(Dataset records)
------------------------------------------------

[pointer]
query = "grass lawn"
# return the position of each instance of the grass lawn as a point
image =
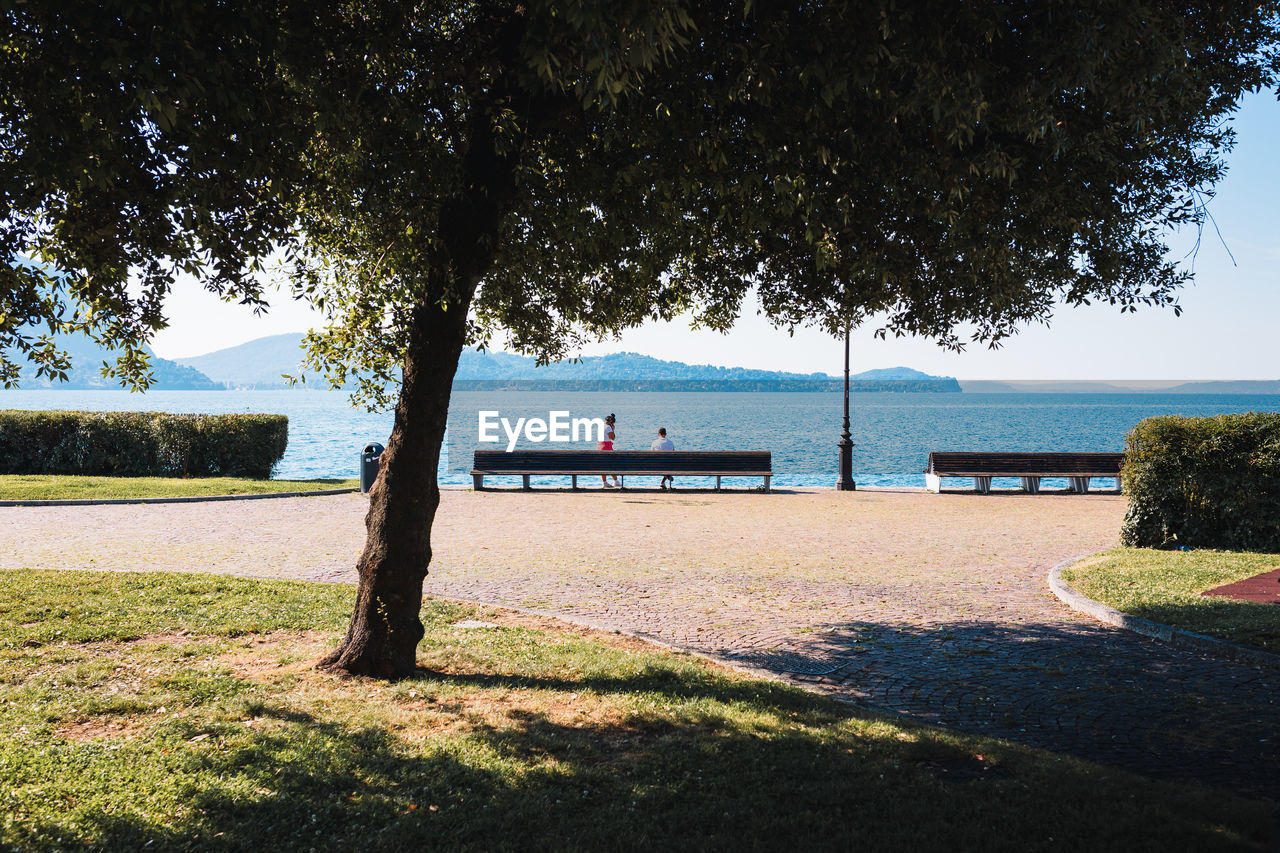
(1165, 587)
(183, 712)
(59, 487)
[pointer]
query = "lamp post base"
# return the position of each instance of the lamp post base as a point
(845, 482)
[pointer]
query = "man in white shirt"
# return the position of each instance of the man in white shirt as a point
(662, 442)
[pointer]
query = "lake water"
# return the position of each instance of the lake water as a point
(894, 432)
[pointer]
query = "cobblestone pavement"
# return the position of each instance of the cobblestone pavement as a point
(931, 606)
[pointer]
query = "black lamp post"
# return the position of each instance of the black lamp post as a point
(846, 441)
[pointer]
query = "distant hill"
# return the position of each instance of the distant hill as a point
(86, 374)
(260, 364)
(1120, 387)
(257, 364)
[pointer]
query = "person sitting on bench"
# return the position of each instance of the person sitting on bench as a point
(662, 442)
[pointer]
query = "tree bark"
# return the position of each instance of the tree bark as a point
(384, 632)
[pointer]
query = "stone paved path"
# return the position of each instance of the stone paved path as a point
(931, 606)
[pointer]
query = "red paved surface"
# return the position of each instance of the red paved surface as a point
(1264, 589)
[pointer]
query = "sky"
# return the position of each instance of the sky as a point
(1229, 328)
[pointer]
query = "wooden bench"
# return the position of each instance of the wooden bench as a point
(1077, 468)
(583, 463)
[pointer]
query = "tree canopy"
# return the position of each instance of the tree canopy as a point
(438, 173)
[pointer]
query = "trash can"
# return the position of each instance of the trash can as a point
(369, 465)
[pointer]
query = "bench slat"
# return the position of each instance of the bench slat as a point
(592, 463)
(1000, 464)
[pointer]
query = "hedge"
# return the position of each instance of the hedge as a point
(1203, 483)
(141, 443)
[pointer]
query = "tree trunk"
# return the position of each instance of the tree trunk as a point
(384, 632)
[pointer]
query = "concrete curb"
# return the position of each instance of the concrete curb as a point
(1165, 633)
(196, 498)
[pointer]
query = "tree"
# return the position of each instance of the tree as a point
(437, 173)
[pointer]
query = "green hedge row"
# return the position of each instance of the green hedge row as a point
(141, 443)
(1203, 483)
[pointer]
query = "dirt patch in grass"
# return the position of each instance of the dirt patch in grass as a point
(533, 621)
(96, 729)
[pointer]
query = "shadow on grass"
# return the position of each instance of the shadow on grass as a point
(737, 765)
(1083, 689)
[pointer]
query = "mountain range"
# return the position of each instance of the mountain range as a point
(261, 364)
(86, 374)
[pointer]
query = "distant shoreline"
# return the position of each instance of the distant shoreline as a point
(827, 384)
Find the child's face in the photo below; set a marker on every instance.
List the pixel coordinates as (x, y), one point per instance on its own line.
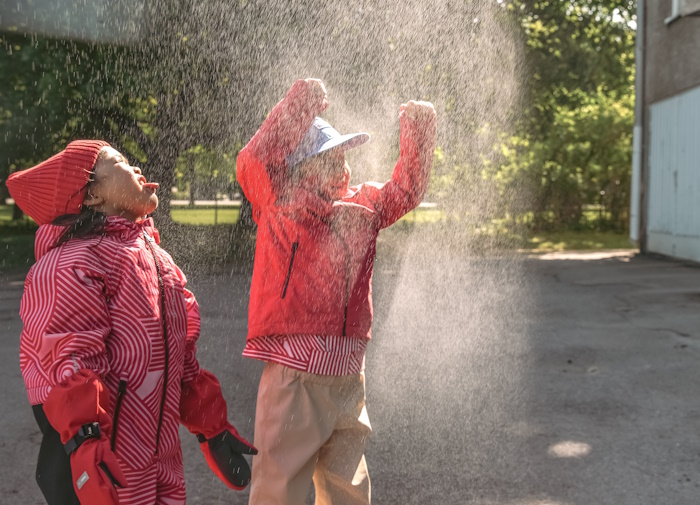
(328, 174)
(119, 189)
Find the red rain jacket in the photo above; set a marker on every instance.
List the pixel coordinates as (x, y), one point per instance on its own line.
(94, 304)
(314, 258)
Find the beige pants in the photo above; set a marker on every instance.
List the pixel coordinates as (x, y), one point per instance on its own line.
(308, 427)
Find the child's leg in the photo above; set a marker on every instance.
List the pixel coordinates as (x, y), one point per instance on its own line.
(293, 418)
(341, 476)
(53, 472)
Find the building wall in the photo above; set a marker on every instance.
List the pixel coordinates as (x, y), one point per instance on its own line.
(674, 176)
(671, 101)
(671, 52)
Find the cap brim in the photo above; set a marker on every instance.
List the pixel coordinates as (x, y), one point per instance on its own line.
(345, 141)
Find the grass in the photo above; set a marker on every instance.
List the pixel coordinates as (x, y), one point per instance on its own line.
(17, 237)
(583, 240)
(205, 215)
(16, 241)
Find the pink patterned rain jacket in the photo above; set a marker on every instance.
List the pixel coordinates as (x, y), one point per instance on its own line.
(94, 304)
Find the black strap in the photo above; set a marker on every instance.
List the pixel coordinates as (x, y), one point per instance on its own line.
(86, 431)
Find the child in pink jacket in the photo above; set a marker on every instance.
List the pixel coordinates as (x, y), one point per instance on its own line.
(108, 348)
(310, 311)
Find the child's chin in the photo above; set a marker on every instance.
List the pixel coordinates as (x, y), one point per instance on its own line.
(152, 205)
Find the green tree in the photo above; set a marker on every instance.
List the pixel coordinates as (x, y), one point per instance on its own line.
(572, 149)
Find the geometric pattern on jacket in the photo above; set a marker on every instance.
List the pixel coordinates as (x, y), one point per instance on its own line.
(94, 304)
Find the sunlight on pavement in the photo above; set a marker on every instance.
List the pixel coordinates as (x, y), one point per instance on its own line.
(622, 255)
(569, 449)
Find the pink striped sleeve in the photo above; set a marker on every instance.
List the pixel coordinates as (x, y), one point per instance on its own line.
(193, 327)
(66, 320)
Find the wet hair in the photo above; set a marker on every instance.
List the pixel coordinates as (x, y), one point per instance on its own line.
(88, 223)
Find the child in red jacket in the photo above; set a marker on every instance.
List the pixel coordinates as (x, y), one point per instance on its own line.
(310, 308)
(108, 348)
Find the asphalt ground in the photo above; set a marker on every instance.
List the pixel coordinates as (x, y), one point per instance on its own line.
(560, 379)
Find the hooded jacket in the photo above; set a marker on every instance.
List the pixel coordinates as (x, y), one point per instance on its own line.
(95, 304)
(314, 258)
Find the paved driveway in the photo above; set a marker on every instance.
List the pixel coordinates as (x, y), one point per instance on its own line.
(564, 379)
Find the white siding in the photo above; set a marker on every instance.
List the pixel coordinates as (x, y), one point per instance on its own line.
(674, 176)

------------------------------------------------

> **SHORT EXERCISE**
Leaving aside the images, write out the entries above word for word.

> **OUTPUT BELOW**
[pointer]
query = "grass lawn"
# return the position of each instance of the grass lawn as a point
image =
(1165, 587)
(183, 712)
(59, 487)
[pointer]
query = "lamp post base"
# return the position of each instance of the lamp post base as a point
(845, 482)
[pointer]
query = "man in white shirt"
# return the position of each instance of the man in white shirt as a point
(662, 442)
[pointer]
query = "lake water"
# return the position of each instance of the lake water as a point
(894, 432)
[pointer]
query = "cobblestone pavement"
# return the position of each instance of the cobblestone pavement as a point
(931, 606)
[pointer]
query = "black lamp post"
# return the position of each instance of the black lamp post as a point
(846, 441)
[pointer]
query = "distant hill"
# return the position of each instance of the distant hill as a point
(86, 374)
(260, 364)
(1120, 387)
(257, 364)
[pointer]
query = "person sitting on bench"
# return the position of each instance of the person sitting on bench as a point
(662, 442)
[pointer]
query = "tree bark"
# return the position of each instance of the tree bark as a point
(384, 632)
[pointer]
query = "stone paved path"
# return the position of each instance of the stone paved path as a point
(931, 606)
[pointer]
query = "red paved surface"
# return the position of each instance of the red paved surface as a point
(1264, 589)
[pointer]
query = "sky"
# return the position of each instance of the sky as a point
(1229, 328)
[pointer]
query = "wooden bench"
# return the position of each instance of the wooden bench as a point
(1077, 468)
(583, 463)
[pointer]
query = "tree canopy"
# return the position of each instance of the tree canopy as a point
(438, 173)
[pointer]
query = "trash can"
# return the position of each instance of the trash can as a point
(369, 465)
[pointer]
query = "bench slat"
# return the position of each instance of the bench slat as a point
(592, 463)
(1000, 464)
[pointer]
query = "hedge"
# return the position of each instance of the hedge as a point
(1203, 483)
(141, 443)
[pointer]
query = "tree trunk"
# return the position of each instance of the tree trunk as a point
(384, 632)
[pointer]
query = "concrete curb"
# return the position of each instance of the concrete curb as a point
(1165, 633)
(196, 498)
[pointer]
query = "tree"
# return the position of each instance of the tree as a point
(437, 173)
[pointer]
query = "green hedge row"
# return the position of each instance of the green hedge row as a point
(141, 443)
(1203, 483)
[pointer]
query = "dirt patch in grass"
# return the position of each instance of the dirt patch in grass as a point
(533, 621)
(96, 729)
[pointer]
query = "shadow on grass"
# return the position of each instance of the shadow on grass as a point
(737, 765)
(1083, 689)
[pointer]
query = "mountain range"
# return the position of each instance of the mountain range as a point
(261, 364)
(86, 374)
[pointer]
query = "distant shoreline"
# return the position of each instance of the distant shoreline as a point
(827, 384)
Find the child's face in the photo below; set a marker on every instance.
List the pixel coordinates as (x, y), one point per instance on its own line.
(328, 174)
(119, 189)
Find the red rain jacket in the photo above; set a marker on every instance.
List the pixel coordinates as (x, y), one point per instance on its own line.
(94, 304)
(314, 258)
Find the beige pants in the photo above; set a marker on every instance.
List the pixel coordinates as (x, y), one point per instance on its own line.
(308, 427)
Find the child's leg in the photo above; set a marker on every instance.
List the pixel coordinates as (x, y), one point per instance on its own line.
(293, 418)
(341, 476)
(53, 472)
Find the building wall in the photo above; set a marker on every instance.
List the pixel coordinates as (x, y), one point per instance on its own line.
(674, 176)
(671, 101)
(671, 52)
Find the cap brim in the photo above; set a marker on every instance.
List the pixel coordinates as (x, y), one point per instance on its own line.
(345, 141)
Find the grass in the photo above; set a marker on every instance.
List the pixel coordinates as (x, y), one point per instance on its own line.
(17, 237)
(583, 240)
(205, 215)
(16, 241)
Find the pink patterned rain jacket in the photo above; set a marker on every instance.
List the pixel coordinates as (x, y), one point per instance on its own line.
(94, 304)
Find the black strap in the photo above; set a marker on every instance.
List the pixel coordinates as (x, y), one point per instance on its own line.
(86, 431)
Find the child in pink jacket in the photo above; set a marker on every instance.
List the pixel coordinates as (x, y), one point per instance on its own line.
(108, 348)
(310, 311)
Find the child's chin in the photo above; set a marker on every instance.
List the pixel coordinates as (x, y), one point per instance on its own line.
(152, 205)
Find the green tree in the photo above; set a marker on every instance.
List the pixel coordinates as (x, y), one point per instance on its own line.
(572, 149)
Find the geometric pattern on jacket in the photo above; set a marker on every instance.
List the pixel coordinates as (x, y), one point per instance on its own line.
(94, 304)
Find the sunlight on pavement in the photo above; set a marker on every instance.
List the pixel coordinates as (x, y), one point per instance on its own line.
(622, 255)
(569, 449)
Find the pink striped sleeve in the photo above; set a marker on every instance.
List the pixel coordinates as (x, y), one point per instance on its own line.
(193, 327)
(66, 320)
Find the wet hair in the photo above; set a marker on every instance.
List the pixel coordinates as (x, y), one point per instance on its own line.
(88, 223)
Find the child in red jacket in the photo above; set a marker on every instance.
List the pixel coordinates as (x, y), one point per instance on its own line.
(310, 308)
(108, 348)
Find the asphalt ground in the photo above; set a marker on every instance.
List the pixel coordinates as (x, y), one point per instance on its own line.
(560, 379)
Find the hooded jacket in the photo above; set a marker on every instance.
List the pixel coordinates as (x, y), one point per instance on its own line.
(95, 304)
(314, 258)
Find the paved driveway in the photo above; set a marker on every instance.
List the pixel coordinates as (x, y), one point per instance on its own line.
(564, 379)
Find the white siding in the photo above; set a marker on every instance.
List the pixel coordinates as (x, y), one point per instance on its own line.
(674, 176)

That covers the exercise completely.